[Stored data]
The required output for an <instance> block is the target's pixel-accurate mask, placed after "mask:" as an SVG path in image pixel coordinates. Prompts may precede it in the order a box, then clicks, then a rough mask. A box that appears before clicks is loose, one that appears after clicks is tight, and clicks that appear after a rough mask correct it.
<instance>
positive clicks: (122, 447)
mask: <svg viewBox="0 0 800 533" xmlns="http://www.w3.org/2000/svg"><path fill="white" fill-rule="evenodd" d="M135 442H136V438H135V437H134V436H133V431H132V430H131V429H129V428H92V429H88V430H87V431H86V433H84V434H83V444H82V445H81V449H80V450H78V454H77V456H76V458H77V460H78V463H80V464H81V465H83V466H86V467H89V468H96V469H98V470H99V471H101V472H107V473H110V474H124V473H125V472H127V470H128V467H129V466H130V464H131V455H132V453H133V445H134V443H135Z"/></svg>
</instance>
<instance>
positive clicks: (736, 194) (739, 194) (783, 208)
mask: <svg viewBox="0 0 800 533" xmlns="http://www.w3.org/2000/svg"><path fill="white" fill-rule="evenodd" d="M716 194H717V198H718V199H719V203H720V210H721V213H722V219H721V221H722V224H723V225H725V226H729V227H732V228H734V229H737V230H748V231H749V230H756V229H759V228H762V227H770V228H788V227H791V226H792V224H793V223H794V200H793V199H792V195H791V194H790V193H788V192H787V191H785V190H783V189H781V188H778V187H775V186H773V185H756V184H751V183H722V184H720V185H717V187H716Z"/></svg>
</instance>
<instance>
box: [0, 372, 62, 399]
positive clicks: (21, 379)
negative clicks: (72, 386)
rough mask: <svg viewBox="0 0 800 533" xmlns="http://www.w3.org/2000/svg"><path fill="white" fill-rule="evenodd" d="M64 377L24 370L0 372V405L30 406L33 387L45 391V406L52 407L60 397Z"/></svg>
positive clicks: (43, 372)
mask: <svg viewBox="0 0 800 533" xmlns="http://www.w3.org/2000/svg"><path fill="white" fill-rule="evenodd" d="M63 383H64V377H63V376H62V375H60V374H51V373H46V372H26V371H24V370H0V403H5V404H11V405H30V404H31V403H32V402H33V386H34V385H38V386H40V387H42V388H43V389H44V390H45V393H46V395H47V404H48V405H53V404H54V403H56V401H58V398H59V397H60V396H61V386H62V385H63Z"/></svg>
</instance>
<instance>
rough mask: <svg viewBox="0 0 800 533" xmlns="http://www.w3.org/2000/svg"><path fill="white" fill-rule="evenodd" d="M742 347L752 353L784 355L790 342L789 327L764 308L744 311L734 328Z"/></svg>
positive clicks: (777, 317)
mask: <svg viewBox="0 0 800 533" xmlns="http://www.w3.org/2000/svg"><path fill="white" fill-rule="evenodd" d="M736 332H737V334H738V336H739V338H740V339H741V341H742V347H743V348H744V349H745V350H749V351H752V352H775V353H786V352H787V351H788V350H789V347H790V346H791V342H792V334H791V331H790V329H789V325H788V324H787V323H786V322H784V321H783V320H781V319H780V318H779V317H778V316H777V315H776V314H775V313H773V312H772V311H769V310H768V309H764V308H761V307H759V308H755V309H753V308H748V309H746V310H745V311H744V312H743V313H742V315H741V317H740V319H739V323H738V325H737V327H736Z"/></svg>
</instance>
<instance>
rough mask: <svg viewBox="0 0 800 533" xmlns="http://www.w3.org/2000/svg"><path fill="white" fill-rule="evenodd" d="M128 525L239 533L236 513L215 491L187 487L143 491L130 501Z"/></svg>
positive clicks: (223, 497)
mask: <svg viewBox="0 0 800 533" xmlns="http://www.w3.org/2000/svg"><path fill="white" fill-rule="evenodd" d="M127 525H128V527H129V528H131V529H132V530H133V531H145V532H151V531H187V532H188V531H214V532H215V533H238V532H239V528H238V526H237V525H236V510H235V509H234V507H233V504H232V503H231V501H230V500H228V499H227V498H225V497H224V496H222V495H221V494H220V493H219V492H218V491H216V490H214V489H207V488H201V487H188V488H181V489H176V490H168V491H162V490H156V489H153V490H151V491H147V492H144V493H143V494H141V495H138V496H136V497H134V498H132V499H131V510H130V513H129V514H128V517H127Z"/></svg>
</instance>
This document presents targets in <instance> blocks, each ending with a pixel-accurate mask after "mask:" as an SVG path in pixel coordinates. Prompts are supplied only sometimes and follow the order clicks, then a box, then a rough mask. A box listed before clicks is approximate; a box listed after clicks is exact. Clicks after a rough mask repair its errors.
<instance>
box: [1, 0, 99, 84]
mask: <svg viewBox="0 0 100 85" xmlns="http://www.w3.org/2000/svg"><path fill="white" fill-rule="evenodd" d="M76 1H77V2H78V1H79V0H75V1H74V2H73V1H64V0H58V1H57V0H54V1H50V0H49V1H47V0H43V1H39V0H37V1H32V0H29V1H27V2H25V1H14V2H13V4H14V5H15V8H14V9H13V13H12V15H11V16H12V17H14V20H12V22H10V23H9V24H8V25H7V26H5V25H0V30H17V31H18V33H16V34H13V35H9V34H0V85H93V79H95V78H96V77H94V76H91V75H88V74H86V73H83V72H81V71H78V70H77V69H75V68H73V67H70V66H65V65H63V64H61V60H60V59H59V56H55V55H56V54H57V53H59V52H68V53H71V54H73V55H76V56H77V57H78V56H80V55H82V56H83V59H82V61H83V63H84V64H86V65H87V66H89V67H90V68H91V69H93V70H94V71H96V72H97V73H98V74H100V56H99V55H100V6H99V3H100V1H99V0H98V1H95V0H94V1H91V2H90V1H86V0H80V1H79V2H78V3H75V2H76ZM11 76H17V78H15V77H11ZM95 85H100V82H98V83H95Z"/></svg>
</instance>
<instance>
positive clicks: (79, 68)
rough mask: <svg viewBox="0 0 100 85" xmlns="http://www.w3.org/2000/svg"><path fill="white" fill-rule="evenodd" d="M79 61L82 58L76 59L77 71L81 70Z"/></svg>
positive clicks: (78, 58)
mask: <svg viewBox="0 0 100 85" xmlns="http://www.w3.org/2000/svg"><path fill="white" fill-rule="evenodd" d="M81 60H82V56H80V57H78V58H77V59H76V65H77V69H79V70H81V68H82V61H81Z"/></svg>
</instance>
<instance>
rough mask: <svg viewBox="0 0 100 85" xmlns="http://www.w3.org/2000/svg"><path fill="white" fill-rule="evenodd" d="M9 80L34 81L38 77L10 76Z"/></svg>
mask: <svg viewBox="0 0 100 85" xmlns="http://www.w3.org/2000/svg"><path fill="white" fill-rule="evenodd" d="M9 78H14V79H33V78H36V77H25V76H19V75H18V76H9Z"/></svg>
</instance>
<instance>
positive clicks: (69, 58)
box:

• Prompt
Show all lines from the data that contain "pixel".

• Solution to the problem
The required output for an <instance> block is the target's pixel-accurate mask, placed after "mask:" as an SVG path in image pixel coordinates. Prompts may precede it in the order a box, then clicks, then a rough mask. A box that appears before clicks is loose, one that appears after clicks is tight, and clicks that appear after a rough mask correct it.
This document presents targets in <instance> blocks, each ending with a pixel-accurate mask after "mask:" as an SVG path in pixel coordinates. Prompts are supplied only sometimes and follow the order clicks, then a box, then a rough mask. A box listed before clicks is approximate; a box listed after clicks is exact. Clicks after a rough mask repair its errors.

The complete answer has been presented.